• _DATA RECORDS_:
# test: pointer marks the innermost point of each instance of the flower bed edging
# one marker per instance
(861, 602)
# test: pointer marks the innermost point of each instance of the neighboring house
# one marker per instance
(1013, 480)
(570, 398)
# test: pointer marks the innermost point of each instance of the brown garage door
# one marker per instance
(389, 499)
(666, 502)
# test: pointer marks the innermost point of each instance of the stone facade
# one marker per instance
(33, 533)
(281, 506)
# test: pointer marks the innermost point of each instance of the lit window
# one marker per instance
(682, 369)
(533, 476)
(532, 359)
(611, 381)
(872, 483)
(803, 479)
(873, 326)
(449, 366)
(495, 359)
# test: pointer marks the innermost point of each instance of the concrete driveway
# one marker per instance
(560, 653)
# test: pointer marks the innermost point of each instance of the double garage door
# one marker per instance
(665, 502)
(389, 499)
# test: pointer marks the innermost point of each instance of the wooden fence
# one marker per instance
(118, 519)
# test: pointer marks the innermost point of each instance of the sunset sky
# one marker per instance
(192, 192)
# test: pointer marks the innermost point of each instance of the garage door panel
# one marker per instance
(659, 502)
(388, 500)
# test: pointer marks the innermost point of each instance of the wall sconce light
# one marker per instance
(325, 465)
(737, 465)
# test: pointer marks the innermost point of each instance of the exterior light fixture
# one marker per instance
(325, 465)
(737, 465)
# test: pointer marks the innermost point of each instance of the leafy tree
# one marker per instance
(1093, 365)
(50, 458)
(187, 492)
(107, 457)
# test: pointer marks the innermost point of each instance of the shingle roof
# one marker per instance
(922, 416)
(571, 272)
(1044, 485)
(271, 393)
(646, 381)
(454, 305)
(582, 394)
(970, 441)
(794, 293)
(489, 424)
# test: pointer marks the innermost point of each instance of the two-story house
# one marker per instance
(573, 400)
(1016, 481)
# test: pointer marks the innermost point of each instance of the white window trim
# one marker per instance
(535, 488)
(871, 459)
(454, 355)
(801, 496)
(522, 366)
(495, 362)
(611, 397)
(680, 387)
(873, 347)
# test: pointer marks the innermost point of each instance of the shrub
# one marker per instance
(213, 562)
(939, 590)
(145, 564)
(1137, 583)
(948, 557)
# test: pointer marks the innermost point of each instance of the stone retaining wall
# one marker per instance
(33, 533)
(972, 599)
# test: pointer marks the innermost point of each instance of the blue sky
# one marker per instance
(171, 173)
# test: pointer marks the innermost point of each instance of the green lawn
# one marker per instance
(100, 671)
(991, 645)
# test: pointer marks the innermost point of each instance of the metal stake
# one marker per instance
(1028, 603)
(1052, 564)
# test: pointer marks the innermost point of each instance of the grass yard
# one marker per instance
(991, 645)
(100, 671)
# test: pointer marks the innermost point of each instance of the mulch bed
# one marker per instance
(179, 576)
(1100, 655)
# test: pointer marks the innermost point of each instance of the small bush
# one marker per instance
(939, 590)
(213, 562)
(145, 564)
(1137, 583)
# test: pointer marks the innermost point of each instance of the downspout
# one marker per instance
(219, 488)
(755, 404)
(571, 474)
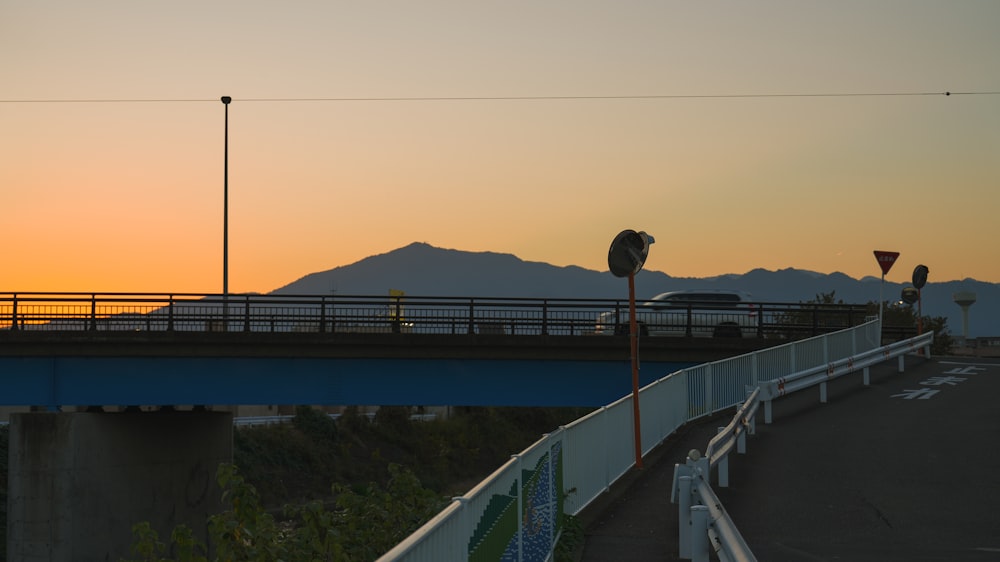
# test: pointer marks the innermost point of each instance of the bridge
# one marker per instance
(59, 352)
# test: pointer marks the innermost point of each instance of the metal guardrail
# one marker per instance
(367, 314)
(515, 513)
(702, 520)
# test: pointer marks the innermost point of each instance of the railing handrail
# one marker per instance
(692, 480)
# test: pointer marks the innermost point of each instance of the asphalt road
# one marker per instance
(907, 468)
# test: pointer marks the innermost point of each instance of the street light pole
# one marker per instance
(225, 221)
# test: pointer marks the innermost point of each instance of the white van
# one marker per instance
(714, 313)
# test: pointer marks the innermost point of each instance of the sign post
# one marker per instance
(625, 258)
(919, 280)
(885, 261)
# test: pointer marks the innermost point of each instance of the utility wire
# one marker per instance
(515, 98)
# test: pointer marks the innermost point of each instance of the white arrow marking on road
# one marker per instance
(920, 394)
(938, 381)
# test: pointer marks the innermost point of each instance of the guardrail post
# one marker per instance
(684, 528)
(93, 312)
(699, 533)
(723, 466)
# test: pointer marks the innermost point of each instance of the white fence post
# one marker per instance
(684, 514)
(699, 533)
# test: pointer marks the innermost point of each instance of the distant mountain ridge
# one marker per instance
(420, 269)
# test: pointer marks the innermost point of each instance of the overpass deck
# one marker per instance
(904, 469)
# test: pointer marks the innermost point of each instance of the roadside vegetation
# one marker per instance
(347, 489)
(351, 488)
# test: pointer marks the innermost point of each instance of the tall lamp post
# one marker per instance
(225, 221)
(625, 258)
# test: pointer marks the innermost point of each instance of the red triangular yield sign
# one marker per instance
(885, 260)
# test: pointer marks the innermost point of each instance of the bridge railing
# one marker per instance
(512, 514)
(366, 314)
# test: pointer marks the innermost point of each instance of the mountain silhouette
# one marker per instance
(420, 269)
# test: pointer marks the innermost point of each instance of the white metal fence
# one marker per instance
(516, 513)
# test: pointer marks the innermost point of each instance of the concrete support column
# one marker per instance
(78, 481)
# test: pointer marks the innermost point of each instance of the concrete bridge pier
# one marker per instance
(77, 482)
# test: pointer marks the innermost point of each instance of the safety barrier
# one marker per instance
(517, 513)
(702, 519)
(152, 312)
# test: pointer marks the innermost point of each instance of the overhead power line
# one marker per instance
(509, 98)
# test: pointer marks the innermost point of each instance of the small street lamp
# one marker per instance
(225, 221)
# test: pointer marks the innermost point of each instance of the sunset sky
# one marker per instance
(742, 135)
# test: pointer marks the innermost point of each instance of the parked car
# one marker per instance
(714, 313)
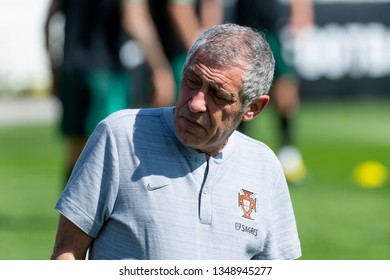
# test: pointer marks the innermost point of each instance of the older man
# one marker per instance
(181, 182)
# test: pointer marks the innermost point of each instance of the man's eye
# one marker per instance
(191, 82)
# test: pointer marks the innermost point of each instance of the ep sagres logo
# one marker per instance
(247, 202)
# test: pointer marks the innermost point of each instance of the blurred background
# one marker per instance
(343, 129)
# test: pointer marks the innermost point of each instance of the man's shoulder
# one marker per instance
(127, 114)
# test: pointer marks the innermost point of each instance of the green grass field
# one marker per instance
(336, 218)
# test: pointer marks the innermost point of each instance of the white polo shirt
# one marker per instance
(143, 195)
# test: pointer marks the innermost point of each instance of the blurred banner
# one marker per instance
(347, 53)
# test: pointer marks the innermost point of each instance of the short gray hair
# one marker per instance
(232, 44)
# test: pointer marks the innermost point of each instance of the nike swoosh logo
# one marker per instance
(150, 188)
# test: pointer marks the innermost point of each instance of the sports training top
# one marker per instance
(143, 195)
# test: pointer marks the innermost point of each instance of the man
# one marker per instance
(91, 81)
(265, 15)
(182, 183)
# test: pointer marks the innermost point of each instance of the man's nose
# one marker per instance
(198, 102)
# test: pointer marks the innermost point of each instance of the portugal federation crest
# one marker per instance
(247, 203)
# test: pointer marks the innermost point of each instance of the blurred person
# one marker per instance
(179, 23)
(198, 190)
(265, 16)
(91, 81)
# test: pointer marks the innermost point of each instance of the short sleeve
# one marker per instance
(90, 194)
(282, 241)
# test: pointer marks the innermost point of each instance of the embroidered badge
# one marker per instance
(247, 202)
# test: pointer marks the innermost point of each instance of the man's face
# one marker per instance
(208, 109)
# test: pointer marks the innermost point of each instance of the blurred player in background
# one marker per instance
(179, 23)
(91, 81)
(265, 17)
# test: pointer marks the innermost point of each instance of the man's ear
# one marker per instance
(256, 107)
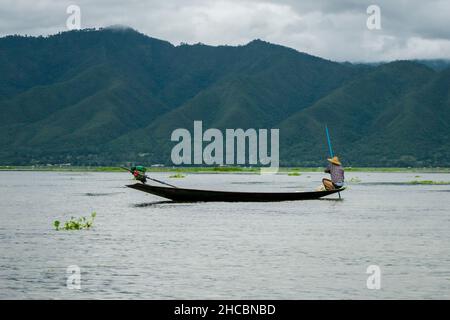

• _TASK TO CARRY OUT_:
Repeat the material above word for word but skip the images.

• _ANSWER BOX_:
# test: pointer marks the innermost point of each instance of the flower bed edging
# one marker per instance
(861, 602)
# test: pointer marks the innermost point of each instance of the neighboring house
# one marker per instance
(1013, 480)
(570, 398)
# test: pointer marks the innermost point of each instance of the brown garage door
# one marker per instance
(389, 499)
(666, 502)
# test: pointer marks the innermost point of each instance of the stone facade
# one marker per instance
(33, 533)
(281, 506)
# test: pointer marks the innermost point of each instance of the lit window
# one marker per instance
(682, 369)
(533, 476)
(532, 359)
(611, 381)
(872, 483)
(803, 479)
(873, 326)
(449, 366)
(495, 359)
# test: pointer marks the innermost point of each instance of the concrete driveway
# one marker per instance
(560, 653)
# test: pointer marks the innermost point of each instance of the double garage door
# one marker per instance
(665, 502)
(389, 499)
# test: pointer marks the innermost point of each instance of the wooden fence
# one marker per instance
(118, 519)
# test: pointer marks the innermost point of each instance of the sunset sky
# one marker per instance
(192, 192)
# test: pointer marks the innermost point of each instance of the garage door panel
# one marker per instance
(659, 502)
(388, 500)
# test: pointer marks the innermost point of each instance of the wall sconce light
# one marker per instance
(325, 465)
(737, 465)
# test: pointer marks the innermost point of each instance of the exterior light fixture
# one marker per instance
(325, 465)
(737, 465)
# test: pointer marks the innermost point of each instance of the leafy tree
# one marker per instance
(1093, 365)
(50, 458)
(187, 492)
(107, 457)
# test: pointer marks the innermost point of each instance of the shingle roof
# one marker per instance
(922, 416)
(571, 272)
(1044, 485)
(271, 393)
(646, 381)
(454, 305)
(582, 394)
(970, 441)
(794, 293)
(489, 424)
# test: pointer marks the innermost point of each instance of the two-story house
# one marker per instance
(573, 400)
(1016, 481)
# test: pointer marks the innermost point of each instance of the white window trim
# one marker per instance
(535, 488)
(871, 459)
(454, 355)
(801, 496)
(522, 366)
(495, 362)
(611, 397)
(680, 387)
(873, 347)
# test: pointer marks the innermost point of each instance of the shrub
# one marker per instance
(213, 562)
(939, 590)
(145, 564)
(1137, 583)
(948, 557)
# test: pointer marks the innermost point of each instance of the stone retaining wall
# one marker per instance
(33, 533)
(972, 599)
# test: pointer marks the innermost point of each instance of the blue sky
# one marker per instance
(171, 173)
# test: pointer marks the innermost point of each instance of the green lawn
# one marker per instance
(100, 671)
(991, 645)
# test: pointer marks the innermost point of each instance of the metal stake
# one marker per instance
(1028, 603)
(1052, 564)
# test: pointer marks the innermost point of each instance of the grass yard
# one marker per instance
(991, 645)
(100, 671)
# test: pointer marks the innermost point of each instance of the mulch bed
# one marker per instance
(179, 576)
(1100, 655)
# test: pointer marks the innermost point of each instance of the small bush
# one marker per instance
(939, 590)
(213, 562)
(145, 564)
(1137, 583)
# test: pointer marks the innermost point of each instance of the downspout
# one marker per instance
(219, 488)
(755, 404)
(571, 474)
# test: pointer marks the innermost point of each instance of the bridge
# one marker per instance
(59, 352)
# test: pointer marks the innermost point of each instance of the metal guardrail
# one marker per instance
(367, 314)
(515, 513)
(702, 520)
# test: pointer marks the innermost point of each instance of the railing handrail
# one marker per instance
(692, 480)
# test: pointer marks the innermost point of each instance of the asphalt road
# one marker per instance
(907, 468)
# test: pointer marks the innermost point of each instance of the street light pole
# one marker per instance
(225, 221)
# test: pointer marks the innermost point of each instance of the white van
# one marker per instance
(714, 313)
# test: pointer marks the innermost point of each instance of the sign post
# one marker per instance
(625, 258)
(919, 280)
(885, 261)
# test: pointer marks the innermost point of each instance of the utility wire
# one marker per instance
(515, 98)
# test: pointer marks the innermost point of each instance of the white arrow marking on road
# one marker per instance
(920, 394)
(938, 381)
# test: pointer marks the innermost point of each instance of the guardrail post
# one marker per instance
(684, 528)
(93, 312)
(699, 533)
(723, 466)
# test: pointer marks the innermost point of each instance of the white fence post
# one marker per instance
(684, 514)
(699, 533)
# test: pointer marks the innermost point of each instance of the distant mountain ridge
# one marker per instance
(420, 269)
# test: pointer marks the innermost point of each instance of the overpass deck
# one marker per instance
(904, 469)
# test: pointer marks the innermost point of each instance of the roadside vegetation
# one marker per instance
(347, 489)
(351, 488)
# test: pointer marks the innermost point of each instance of the tall lamp post
# one marker per instance
(225, 221)
(625, 258)
# test: pointer marks the innermost point of each instance of the red triangular yield sign
# one marker per instance
(885, 260)
# test: pointer marks the innermost point of each instance of the bridge railing
# one marker per instance
(512, 514)
(366, 314)
# test: pointer marks the innermost point of each instance of the mountain silhouette
# one marker per instance
(420, 269)
# test: pointer marks the innermost point of each instance of the white metal fence
# one marker per instance
(516, 513)
# test: pointer marks the innermost point of each instance of the concrete support column
# one marker per instance
(78, 481)
# test: pointer marks the innermost point of each instance of the concrete bridge pier
# one marker per instance
(77, 482)
# test: pointer marks the innermost point of each instance of the safety barrier
# one marker per instance
(517, 513)
(702, 519)
(152, 312)
# test: pointer marks the innermost point of each instance of the overhead power line
# one marker per instance
(509, 98)
# test: pointer marks the innermost point of each instance of the small street lamp
# one marker per instance
(225, 221)
# test: pointer marks the innermost point of each instance of the sunset sky
# one marker per instance
(742, 135)
# test: pointer marks the innermost point of each instance of the parked car
# one marker per instance
(714, 313)
# test: pointer marks the innermost point of each instance of the older man
# one marker per instance
(181, 182)
# test: pointer marks the innermost point of each instance of the man's eye
# one marker per instance
(191, 82)
# test: pointer marks the innermost point of each instance of the ep sagres logo
# one marker per instance
(247, 202)
# test: pointer marks the innermost point of each instance of the blurred background
# one marker per instance
(343, 129)
# test: pointer marks the innermost point of each instance of the man's shoulder
# one marker per instance
(127, 114)
# test: pointer marks the innermost point of each instance of the green grass field
# one marker per instance
(336, 218)
# test: pointer marks the innermost point of each instance of the white polo shirt
# one marker per instance
(143, 195)
# test: pointer marks the innermost point of each instance of the blurred banner
# one marker per instance
(347, 53)
# test: pointer marks the innermost point of each instance of the short gray hair
# one marker per instance
(232, 44)
# test: pointer marks the innermost point of each instance of the nike swoosh logo
# one marker per instance
(150, 188)
# test: pointer marks the innermost point of each instance of the sports training top
# one marker per instance
(143, 195)
# test: pointer marks the innermost point of each instance of the man
# one marker per instance
(91, 81)
(265, 15)
(182, 183)
# test: pointer marks the innermost point of each instance of the man's nose
# one marker per instance
(198, 102)
# test: pointer marks the innermost point of each instance of the portugal federation crest
# one marker per instance
(247, 203)
# test: pointer marks the innermost point of each instance of the blurred person
# one marker per instance
(179, 23)
(198, 190)
(265, 16)
(91, 81)
# test: pointer marks the innermost point of each instance of the short sleeve
# one marker per instance
(90, 194)
(282, 241)
# test: pointer marks the innermost point of each instance of the embroidered badge
# one marker per instance
(247, 202)
# test: pointer marks the innermost point of each instance of the man's face
# one marker per instance
(208, 109)
# test: pointer marks the innermost point of each instance of the blurred player in background
# one marker per instance
(179, 23)
(91, 81)
(265, 17)
# test: pointer marks the innermost point of each instance of the man's ear
# one marker per instance
(256, 107)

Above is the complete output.